═════ Artigo
Instinto irracional pela sobrevivência triunfa em aventura convencional

INÁCIO ARAUJO
CRÍTICO DA FOLHA

A melhor cena de "Poseidon" talvez seja aquela, no início, em que Richard Nelson (Richard Dreyfuss), na amurada do navio, prepara o suicídio. O navio está cheio de luz, mas o exterior é todo negro e, em meio ao negror, o homem consegue distinguir a onda gigantesca que se forma e ameaça o navio.
Entre a morte escolhida -por suicídio- e a morte acidental -por efeito da onda-, o homem poderia deixar-se ficar na amurada e permitir que as coisas acontecessem. Mas não: ele vai para dentro. Não existe nenhuma coerência em sua atitude (no sentido da velha coerência psicológica do personagem). E talvez seja isso que faz desse o momento mais interessante do filme: o personagem, assim como nós, não age buscando ser coerente, mas seguindo um impulso. Esse impulso, no caso, é vital.
══════════
═════ Dados fornecidos
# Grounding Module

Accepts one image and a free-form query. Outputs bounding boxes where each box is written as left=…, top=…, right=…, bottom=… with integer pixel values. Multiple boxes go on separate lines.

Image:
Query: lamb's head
══════════
§ Tarefas propostas:
A. Edite o trecho do artigo sobre "Poseidon" que começa em "A melhor cena" e termina em "ameaça o navio.", trocando "navio" por "transatlântico".
B. Resuma em duas frases o artigo sobre "Poseidon".

§ Respostas do exercício:
A.
A melhor cena de "Poseidon" talvez seja aquela, no início, em que Richard Nelson (Richard Dreyfuss), na amurada do transatlântico, prepara o suicídio. O transatlântico está cheio de luz, mas o exterior é todo negro e, em meio ao negror, o homem consegue distinguir a onda gigantesca que se forma e ameaça o transatlântico.

B. Segundo o artigo, a melhor cena de "Poseidon" talvez seja a do início, em que Richard Nelson prepara o suicídio na amurada do navio e distingue, em meio ao negror, uma onda gigantesca que ameaça a embarcação. Em vez de deixar as coisas acontecerem, ele vai para dentro, seguindo não uma coerência, mas um impulso vital, e talvez seja isso que faz desse o momento mais interessante do filme.